▶ **PROBLEM REQUIREMENTS**
Which lines in the data below contain the word "white"? Copy each of them.

▶ **WORKING DATA**

==============================

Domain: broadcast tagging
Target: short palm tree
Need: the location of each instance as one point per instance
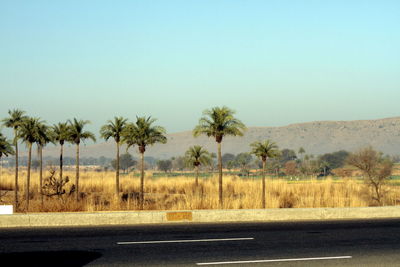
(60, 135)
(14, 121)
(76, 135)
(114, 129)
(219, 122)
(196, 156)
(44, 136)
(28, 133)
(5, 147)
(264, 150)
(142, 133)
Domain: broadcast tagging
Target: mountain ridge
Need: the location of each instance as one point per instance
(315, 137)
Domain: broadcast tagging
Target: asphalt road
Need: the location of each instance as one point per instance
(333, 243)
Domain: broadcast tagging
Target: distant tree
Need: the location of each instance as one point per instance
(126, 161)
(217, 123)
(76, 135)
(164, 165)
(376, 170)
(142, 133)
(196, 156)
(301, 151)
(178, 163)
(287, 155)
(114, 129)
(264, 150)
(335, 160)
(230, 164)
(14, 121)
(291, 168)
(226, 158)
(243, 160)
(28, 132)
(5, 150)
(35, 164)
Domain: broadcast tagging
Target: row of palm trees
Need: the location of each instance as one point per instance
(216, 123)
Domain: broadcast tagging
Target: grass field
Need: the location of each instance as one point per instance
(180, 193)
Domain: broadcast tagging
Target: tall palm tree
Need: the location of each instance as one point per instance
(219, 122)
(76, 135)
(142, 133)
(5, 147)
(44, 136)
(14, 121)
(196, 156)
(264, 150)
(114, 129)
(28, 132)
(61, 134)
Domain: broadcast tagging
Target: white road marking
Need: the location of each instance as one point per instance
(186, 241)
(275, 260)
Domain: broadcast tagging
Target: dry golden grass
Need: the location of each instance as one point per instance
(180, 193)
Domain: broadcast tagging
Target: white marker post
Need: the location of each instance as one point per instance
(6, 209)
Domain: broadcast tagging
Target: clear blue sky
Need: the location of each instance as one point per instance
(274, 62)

==============================

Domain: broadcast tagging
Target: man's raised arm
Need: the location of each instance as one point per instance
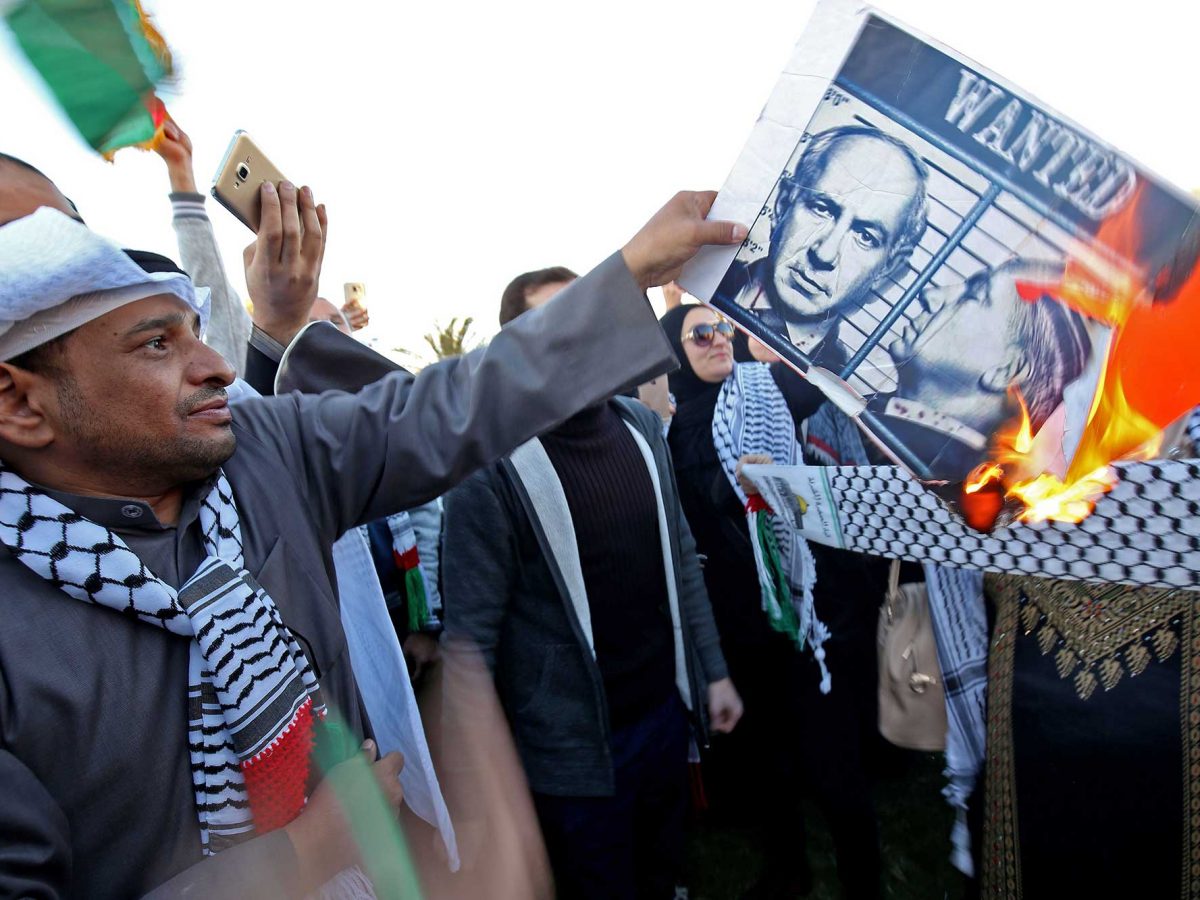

==============================

▶ **WRITTEN SOLUTION**
Target: white road marking
Target: white marker post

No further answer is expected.